**YOUR OBJECTIVE:** Pull every line containing the word "shirt" out of the material below.

★ ★ ★ ★ ★

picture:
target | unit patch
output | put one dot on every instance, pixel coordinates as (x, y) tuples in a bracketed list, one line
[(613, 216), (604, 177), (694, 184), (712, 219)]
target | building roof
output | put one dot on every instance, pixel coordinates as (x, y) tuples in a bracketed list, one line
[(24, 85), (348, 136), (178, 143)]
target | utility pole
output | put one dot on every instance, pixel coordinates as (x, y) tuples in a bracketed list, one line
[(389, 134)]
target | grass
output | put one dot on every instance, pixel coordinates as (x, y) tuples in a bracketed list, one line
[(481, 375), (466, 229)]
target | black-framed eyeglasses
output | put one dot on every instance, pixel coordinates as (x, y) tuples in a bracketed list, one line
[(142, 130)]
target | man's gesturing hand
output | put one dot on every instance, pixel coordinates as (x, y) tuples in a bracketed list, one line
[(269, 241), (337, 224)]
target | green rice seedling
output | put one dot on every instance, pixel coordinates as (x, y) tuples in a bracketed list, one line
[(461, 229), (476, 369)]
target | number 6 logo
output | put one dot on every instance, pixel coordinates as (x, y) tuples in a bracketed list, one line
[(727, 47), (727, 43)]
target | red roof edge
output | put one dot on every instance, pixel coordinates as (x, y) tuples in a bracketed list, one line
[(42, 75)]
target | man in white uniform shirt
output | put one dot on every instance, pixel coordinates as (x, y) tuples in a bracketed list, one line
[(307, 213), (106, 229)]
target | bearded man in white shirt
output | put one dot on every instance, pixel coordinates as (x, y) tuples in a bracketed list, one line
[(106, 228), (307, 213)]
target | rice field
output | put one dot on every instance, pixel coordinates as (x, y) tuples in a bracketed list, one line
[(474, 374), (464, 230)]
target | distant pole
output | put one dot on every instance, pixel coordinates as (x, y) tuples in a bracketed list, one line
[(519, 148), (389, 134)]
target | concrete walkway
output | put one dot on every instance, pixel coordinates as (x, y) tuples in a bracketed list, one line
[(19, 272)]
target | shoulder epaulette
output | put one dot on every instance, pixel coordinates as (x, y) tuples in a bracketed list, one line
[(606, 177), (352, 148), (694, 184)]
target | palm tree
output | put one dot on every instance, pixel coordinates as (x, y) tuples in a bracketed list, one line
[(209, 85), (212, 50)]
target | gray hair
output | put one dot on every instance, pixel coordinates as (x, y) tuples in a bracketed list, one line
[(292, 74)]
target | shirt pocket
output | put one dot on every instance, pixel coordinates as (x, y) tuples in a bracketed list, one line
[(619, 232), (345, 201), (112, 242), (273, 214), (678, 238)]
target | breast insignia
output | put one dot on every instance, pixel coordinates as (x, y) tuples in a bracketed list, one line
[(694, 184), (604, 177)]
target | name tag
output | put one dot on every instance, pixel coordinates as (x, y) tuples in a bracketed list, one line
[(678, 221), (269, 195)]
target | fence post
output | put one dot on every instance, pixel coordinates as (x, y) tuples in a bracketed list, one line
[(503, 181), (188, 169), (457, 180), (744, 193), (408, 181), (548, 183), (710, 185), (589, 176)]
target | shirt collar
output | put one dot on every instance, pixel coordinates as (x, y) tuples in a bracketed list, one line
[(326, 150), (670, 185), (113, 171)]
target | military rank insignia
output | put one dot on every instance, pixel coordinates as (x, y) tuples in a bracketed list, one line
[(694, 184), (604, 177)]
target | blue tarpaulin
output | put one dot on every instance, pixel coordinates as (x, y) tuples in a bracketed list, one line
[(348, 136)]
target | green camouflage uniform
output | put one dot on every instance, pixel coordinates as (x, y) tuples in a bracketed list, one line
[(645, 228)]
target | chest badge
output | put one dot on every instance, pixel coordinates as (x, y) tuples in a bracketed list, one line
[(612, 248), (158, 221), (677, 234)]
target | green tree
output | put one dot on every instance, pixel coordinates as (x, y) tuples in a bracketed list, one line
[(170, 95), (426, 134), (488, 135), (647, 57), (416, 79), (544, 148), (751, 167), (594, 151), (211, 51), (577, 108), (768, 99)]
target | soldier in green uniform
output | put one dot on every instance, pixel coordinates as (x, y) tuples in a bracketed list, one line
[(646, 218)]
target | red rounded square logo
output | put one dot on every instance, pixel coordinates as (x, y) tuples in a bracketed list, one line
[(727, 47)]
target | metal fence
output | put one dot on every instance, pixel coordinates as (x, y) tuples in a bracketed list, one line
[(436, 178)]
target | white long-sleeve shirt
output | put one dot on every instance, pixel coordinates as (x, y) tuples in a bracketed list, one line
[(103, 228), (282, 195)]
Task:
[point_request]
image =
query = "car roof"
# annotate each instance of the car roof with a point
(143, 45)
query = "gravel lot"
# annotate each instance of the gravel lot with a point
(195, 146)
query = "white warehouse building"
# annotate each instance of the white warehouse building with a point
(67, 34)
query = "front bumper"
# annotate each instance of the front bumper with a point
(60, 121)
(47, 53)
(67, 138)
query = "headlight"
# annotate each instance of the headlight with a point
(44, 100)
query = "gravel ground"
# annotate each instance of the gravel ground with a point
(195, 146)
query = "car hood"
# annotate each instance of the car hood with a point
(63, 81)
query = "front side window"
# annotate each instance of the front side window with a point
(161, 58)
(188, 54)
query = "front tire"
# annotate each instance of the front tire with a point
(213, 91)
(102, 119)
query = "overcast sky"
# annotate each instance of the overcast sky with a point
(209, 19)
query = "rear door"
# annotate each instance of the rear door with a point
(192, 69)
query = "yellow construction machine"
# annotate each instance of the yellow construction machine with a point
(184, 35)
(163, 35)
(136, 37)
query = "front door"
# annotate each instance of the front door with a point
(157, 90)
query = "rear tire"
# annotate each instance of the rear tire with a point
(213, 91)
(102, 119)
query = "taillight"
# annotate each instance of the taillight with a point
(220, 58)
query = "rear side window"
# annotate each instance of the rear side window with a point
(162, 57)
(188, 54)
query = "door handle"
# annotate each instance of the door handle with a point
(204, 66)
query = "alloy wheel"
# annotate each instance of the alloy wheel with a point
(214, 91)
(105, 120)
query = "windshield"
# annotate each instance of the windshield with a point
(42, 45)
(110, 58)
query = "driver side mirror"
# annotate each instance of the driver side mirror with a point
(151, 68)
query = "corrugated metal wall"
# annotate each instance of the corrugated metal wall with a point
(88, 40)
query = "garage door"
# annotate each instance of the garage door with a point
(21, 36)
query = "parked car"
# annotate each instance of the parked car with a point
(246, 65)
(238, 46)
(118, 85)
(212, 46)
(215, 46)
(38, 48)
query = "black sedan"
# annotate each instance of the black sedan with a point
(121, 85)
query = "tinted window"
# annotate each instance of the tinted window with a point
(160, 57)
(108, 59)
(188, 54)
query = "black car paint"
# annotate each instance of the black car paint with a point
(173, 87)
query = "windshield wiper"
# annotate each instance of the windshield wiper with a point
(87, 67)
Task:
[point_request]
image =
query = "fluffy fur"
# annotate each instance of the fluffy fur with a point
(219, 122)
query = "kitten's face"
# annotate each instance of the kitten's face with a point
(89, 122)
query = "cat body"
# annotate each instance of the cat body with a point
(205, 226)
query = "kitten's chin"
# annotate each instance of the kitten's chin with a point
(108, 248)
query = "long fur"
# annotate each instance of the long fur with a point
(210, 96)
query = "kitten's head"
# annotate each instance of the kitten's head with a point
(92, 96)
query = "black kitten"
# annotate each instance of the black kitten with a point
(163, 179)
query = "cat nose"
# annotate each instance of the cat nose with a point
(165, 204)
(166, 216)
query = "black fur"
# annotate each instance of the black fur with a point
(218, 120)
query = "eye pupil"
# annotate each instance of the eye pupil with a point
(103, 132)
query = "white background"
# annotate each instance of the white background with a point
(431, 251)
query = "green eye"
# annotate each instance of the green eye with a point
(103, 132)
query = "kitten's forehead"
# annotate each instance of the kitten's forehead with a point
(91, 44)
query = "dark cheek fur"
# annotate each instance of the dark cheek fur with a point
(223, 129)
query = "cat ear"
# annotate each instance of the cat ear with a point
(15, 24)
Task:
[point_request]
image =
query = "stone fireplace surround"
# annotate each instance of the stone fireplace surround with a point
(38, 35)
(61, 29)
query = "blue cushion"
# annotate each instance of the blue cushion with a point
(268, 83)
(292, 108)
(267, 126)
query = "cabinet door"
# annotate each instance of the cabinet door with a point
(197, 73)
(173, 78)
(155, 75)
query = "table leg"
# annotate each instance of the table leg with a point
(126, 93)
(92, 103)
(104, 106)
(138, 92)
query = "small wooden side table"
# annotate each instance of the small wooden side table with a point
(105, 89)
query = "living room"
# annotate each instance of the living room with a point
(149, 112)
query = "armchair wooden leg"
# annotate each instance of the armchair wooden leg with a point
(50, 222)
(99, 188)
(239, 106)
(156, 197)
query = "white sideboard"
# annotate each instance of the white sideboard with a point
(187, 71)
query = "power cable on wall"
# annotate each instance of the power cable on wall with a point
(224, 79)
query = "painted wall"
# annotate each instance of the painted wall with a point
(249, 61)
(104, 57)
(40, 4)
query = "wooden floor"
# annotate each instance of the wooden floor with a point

★ ★ ★ ★ ★

**TASK ANSWER:**
target | man in white uniform shirt
target | bearded man in white shirt
target | shirt pocket
target | shirt collar
target | white long-sleeve shirt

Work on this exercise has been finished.